EXTRACTED INFORMATION Block Start

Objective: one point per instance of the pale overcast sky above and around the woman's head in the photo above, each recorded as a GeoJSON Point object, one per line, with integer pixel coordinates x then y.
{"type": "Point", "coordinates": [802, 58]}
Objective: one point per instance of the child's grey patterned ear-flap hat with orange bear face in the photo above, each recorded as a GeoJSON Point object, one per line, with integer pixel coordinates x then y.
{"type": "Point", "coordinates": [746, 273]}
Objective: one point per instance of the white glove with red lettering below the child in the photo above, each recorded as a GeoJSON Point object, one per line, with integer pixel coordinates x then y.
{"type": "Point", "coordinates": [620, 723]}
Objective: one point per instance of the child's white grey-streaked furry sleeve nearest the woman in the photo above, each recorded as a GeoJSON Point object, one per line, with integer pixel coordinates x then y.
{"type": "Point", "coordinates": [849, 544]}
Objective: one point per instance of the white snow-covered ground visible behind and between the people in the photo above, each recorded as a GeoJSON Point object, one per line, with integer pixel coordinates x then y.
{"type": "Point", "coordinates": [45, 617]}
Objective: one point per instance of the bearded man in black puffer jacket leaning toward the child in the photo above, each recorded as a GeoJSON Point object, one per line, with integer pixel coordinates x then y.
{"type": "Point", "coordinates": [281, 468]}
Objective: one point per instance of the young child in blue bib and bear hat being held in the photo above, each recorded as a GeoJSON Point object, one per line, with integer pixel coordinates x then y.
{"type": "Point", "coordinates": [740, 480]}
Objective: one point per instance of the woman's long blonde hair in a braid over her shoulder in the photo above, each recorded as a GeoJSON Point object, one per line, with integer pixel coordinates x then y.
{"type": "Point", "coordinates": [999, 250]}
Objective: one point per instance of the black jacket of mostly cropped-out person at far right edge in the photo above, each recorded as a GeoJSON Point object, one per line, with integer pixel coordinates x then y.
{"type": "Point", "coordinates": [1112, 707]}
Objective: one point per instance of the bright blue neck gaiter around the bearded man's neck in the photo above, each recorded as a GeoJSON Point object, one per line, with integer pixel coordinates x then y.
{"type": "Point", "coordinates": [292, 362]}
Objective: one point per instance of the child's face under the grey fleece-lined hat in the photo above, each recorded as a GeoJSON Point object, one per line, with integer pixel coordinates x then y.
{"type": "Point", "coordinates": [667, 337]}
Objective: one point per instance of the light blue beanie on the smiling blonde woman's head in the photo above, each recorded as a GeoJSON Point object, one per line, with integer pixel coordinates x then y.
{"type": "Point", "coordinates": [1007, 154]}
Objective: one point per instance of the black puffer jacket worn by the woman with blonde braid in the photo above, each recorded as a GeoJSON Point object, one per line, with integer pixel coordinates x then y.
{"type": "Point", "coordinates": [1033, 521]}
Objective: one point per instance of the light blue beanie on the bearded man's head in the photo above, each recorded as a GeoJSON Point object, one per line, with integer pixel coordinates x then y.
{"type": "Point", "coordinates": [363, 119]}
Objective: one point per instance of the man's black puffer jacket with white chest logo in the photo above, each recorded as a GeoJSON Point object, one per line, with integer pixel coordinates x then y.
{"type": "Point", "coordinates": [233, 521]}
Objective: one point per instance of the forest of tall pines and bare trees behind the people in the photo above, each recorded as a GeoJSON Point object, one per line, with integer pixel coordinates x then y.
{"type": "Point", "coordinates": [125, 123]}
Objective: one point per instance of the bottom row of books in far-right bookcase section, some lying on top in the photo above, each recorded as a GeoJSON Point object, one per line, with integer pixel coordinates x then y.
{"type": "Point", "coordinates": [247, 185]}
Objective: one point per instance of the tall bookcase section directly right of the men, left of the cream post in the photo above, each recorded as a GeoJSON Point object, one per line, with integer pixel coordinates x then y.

EXTRACTED INFORMATION Block End

DIRECTIONS FOR THIS TASK: Send back the complete set of entries, exactly as shown above.

RESPONSE:
Objective: one point per instance of the pale overcast sky above and around the woman's head in the photo above, each recorded as a GeoJSON Point object, one per line, with integer pixel coordinates x then y.
{"type": "Point", "coordinates": [802, 58]}
Objective: one point per instance of the child's grey patterned ear-flap hat with orange bear face in the photo above, each recorded as a GeoJSON Point object, one per line, with integer pixel coordinates x then y.
{"type": "Point", "coordinates": [746, 273]}
Objective: one point per instance of the white glove with red lettering below the child in the photo above, each recorded as a GeoJSON Point object, one per line, with integer pixel coordinates x then y.
{"type": "Point", "coordinates": [620, 723]}
Objective: one point per instance of the child's white grey-streaked furry sleeve nearest the woman in the photo above, each recorded as a GeoJSON Point object, one per line, with integer pixel coordinates x then y.
{"type": "Point", "coordinates": [849, 544]}
Objective: one point per instance of the white snow-covered ground visible behind and between the people in the photo above, each recorded as a GeoJSON Point object, one per line, with integer pixel coordinates x then y.
{"type": "Point", "coordinates": [45, 617]}
Objective: one point per instance of the bearded man in black puffer jacket leaning toward the child in the photo above, each recorded as a GeoJSON Point object, one per line, with integer pixel coordinates x then y.
{"type": "Point", "coordinates": [281, 468]}
Objective: one point per instance of the young child in blue bib and bear hat being held in the photo above, each recorded as a GeoJSON Point object, one per line, with integer pixel coordinates x then y.
{"type": "Point", "coordinates": [740, 480]}
Objective: one point per instance of the woman's long blonde hair in a braid over her shoulder in the photo above, each recorded as a GeoJSON Point object, one per line, with integer pixel coordinates x then y.
{"type": "Point", "coordinates": [999, 250]}
Objective: one point per instance of the black jacket of mostly cropped-out person at far right edge in the photo above, each recorded as a GeoJSON Point object, one per line, with integer pixel coordinates x then y.
{"type": "Point", "coordinates": [1112, 707]}
Objective: one point per instance of the bright blue neck gaiter around the bearded man's neck in the photo above, each recorded as a GeoJSON Point object, one per line, with integer pixel coordinates x then y.
{"type": "Point", "coordinates": [292, 362]}
Objective: one point per instance of the child's face under the grey fleece-lined hat in the photo above, each recorded as a GeoJSON Point object, one per line, with integer pixel coordinates x then y.
{"type": "Point", "coordinates": [667, 337]}
Objective: one point per instance of the light blue beanie on the smiling blonde woman's head in the photo above, each recorded as a GeoJSON Point object, one per line, with integer pixel coordinates x then y.
{"type": "Point", "coordinates": [1007, 154]}
Objective: one point per instance of the black puffer jacket worn by the woman with blonde braid in the photo above, each recorded as a GeoJSON Point object, one per line, with integer pixel coordinates x then y.
{"type": "Point", "coordinates": [1033, 521]}
Objective: one point per instance of the light blue beanie on the bearded man's head in the photo above, each recorded as a GeoJSON Point object, one per line, with integer pixel coordinates x then y.
{"type": "Point", "coordinates": [363, 119]}
Objective: one point per instance of the man's black puffer jacket with white chest logo in the photo above, each recorded as a GeoJSON Point object, one per line, with integer pixel coordinates x then y.
{"type": "Point", "coordinates": [233, 521]}
Objective: one point per instance of the forest of tall pines and bare trees behind the people in the photo above, each recorded as a GeoJSON Point object, one per line, with integer pixel coordinates x then y.
{"type": "Point", "coordinates": [125, 123]}
Objective: one point per instance of the bottom row of books in far-right bookcase section, some lying on top in the photo above, each recorded as a GeoJSON Point object, one per line, with integer pixel coordinates x then y.
{"type": "Point", "coordinates": [247, 185]}
Objective: one point per instance of the tall bookcase section directly right of the men, left of the cream post in the photo above, each recorded as a GeoJSON Point object, one per line, with integer pixel coordinates x then y.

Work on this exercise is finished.